▶ [EXTRAIT DU TEXTE]:
Or, dès la loi de 1983, qui a fixé la répartition des compétences entre l'Etat, les régions et les communes, l'article premier réaffirme que les collectivités locales concourent avec l'Etat à l'aménagement du territoire, au développement économique social et culturel, ainsi qu'à la protection de l'environnement et à l'amélioration du cadre de vie.

Donc, le cadre de départ était large, les objectifs nombreux, la décentralisation avait vocation à encourager l'intervention des collectivités locales, grâce en particulier à l'allégement des contrôles. Rappelons, en effet, qu'on a à cette époque supprimé la tutelle administrative a priori sur les actes des autorités locales au profit d'un contrôle a posteriori pour les seuls actes qui ne se conformeraient pas à la légalité, et cela impliquait pour les collectivités locales qu'elles déterminent comment concilier ces objectifs et qu'elles fassent preuve d'une exigence de cohérence dans l'action.

2 - Quels étaient exactement les moyens, c'est-à-dire comment faire pour mettre en oeuvre les objectifs précédemment définis ?

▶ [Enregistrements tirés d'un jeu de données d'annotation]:
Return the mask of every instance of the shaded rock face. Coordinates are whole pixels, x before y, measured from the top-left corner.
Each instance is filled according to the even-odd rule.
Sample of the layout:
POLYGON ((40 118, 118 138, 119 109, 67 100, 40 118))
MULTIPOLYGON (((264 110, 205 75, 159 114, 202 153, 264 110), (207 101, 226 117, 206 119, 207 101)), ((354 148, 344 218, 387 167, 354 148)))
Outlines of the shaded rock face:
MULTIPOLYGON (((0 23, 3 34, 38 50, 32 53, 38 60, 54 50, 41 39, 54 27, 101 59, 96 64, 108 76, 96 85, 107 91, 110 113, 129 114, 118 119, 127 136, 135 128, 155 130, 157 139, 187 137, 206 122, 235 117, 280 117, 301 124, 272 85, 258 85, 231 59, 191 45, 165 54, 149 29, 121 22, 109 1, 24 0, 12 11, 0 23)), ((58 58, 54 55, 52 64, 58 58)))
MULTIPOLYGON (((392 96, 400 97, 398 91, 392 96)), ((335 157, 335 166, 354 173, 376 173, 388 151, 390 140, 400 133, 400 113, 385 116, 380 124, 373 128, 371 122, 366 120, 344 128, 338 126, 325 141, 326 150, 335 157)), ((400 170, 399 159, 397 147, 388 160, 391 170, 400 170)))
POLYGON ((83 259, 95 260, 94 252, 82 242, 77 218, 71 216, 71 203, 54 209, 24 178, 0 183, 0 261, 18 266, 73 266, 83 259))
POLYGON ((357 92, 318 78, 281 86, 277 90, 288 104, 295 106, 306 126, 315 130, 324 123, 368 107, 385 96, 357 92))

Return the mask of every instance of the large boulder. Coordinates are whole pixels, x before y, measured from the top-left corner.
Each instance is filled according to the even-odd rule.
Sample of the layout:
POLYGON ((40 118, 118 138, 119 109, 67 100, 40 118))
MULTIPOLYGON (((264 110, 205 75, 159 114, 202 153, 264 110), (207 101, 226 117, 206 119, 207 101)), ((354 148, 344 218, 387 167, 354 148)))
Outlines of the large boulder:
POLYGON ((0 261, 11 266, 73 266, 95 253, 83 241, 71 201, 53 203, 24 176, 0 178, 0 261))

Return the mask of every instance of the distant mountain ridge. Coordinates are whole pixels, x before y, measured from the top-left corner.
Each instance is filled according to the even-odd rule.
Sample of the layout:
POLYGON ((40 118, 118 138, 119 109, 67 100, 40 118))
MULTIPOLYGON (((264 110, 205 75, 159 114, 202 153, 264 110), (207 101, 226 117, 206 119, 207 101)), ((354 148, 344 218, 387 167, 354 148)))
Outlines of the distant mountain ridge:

▶ [CONSIGNE A]:
Les affirmations suivantes sont-elles conformes à l'extrait sur la décentralisation ? Pour chacune, répondez par oui ou non et citez les mots du texte qui tranchent.
(i) La loi de 1983 a fixé la répartition des compétences entre l'Etat, les régions et les communes.
(ii) La tutelle administrative a priori sur les actes des autorités locales a été maintenue à cette époque.
(iii) Le contrôle a posteriori portait sur tous les actes des autorités locales.
▶ [CONSIGNE B]:
Présentez en liste numérotée les lignes de la liste, du début de celle-ci jusqu'à la ligne qui contient "POLYGON ((0 261, 11", cette ligne comprise. Laissez de côté les lignes vides.

▶ [RÉPONSE ATTENDUE A]:
(i) Oui : « qui a fixé la répartition des compétences entre l'Etat, les régions et les communes ».
(ii) Non : « on a à cette époque supprimé la tutelle administrative a priori sur les actes des autorités locales ».
(iii) Non : « pour les seuls actes qui ne se conformeraient pas à la légalité ».

▶ [RÉPONSE ATTENDUE B]:
1. Return the mask of every instance of the shaded rock face. Coordinates are whole pixels, x before y, measured from the top-left corner.
2. Each instance is filled according to the even-odd rule.
3. Sample of the layout:
4. POLYGON ((40 118, 118 138, 119 109, 67 100, 40 118))
5. MULTIPOLYGON (((264 110, 205 75, 159 114, 202 153, 264 110), (207 101, 226 117, 206 119, 207 101)), ((354 148, 344 218, 387 167, 354 148)))
6. Outlines of the shaded rock face:
7. MULTIPOLYGON (((0 23, 3 34, 38 50, 32 53, 38 60, 54 50, 41 39, 54 27, 101 59, 96 64, 108 76, 96 85, 107 91, 110 113, 129 114, 118 119, 127 136, 135 128, 155 130, 157 139, 187 137, 206 122, 235 117, 280 117, 301 124, 272 85, 258 85, 231 59, 191 45, 165 54, 149 29, 121 22, 109 1, 24 0, 12 11, 0 23)), ((58 58, 54 55, 52 64, 58 58)))
8. MULTIPOLYGON (((392 96, 400 97, 398 91, 392 96)), ((335 157, 335 166, 354 173, 376 173, 388 151, 390 140, 400 133, 400 113, 385 116, 380 124, 373 128, 371 122, 366 120, 344 128, 338 126, 325 141, 326 150, 335 157)), ((400 170, 399 159, 397 147, 388 160, 391 170, 400 170)))
9. POLYGON ((83 259, 95 260, 94 252, 82 242, 77 218, 71 216, 71 203, 54 209, 24 178, 0 183, 0 261, 18 266, 73 266, 83 259))
10. POLYGON ((357 92, 318 78, 281 86, 277 90, 288 104, 295 106, 306 126, 315 130, 324 123, 368 107, 385 96, 357 92))
11. Return the mask of every instance of the large boulder. Coordinates are whole pixels, x before y, measured from the top-left corner.
12. Each instance is filled according to the even-odd rule.
13. Sample of the layout:
14. POLYGON ((40 118, 118 138, 119 109, 67 100, 40 118))
15. MULTIPOLYGON (((264 110, 205 75, 159 114, 202 153, 264 110), (207 101, 226 117, 206 119, 207 101)), ((354 148, 344 218, 387 167, 354 148)))
16. Outlines of the large boulder:
17. POLYGON ((0 261, 11 266, 73 266, 95 253, 83 241, 71 201, 53 203, 24 176, 0 178, 0 261))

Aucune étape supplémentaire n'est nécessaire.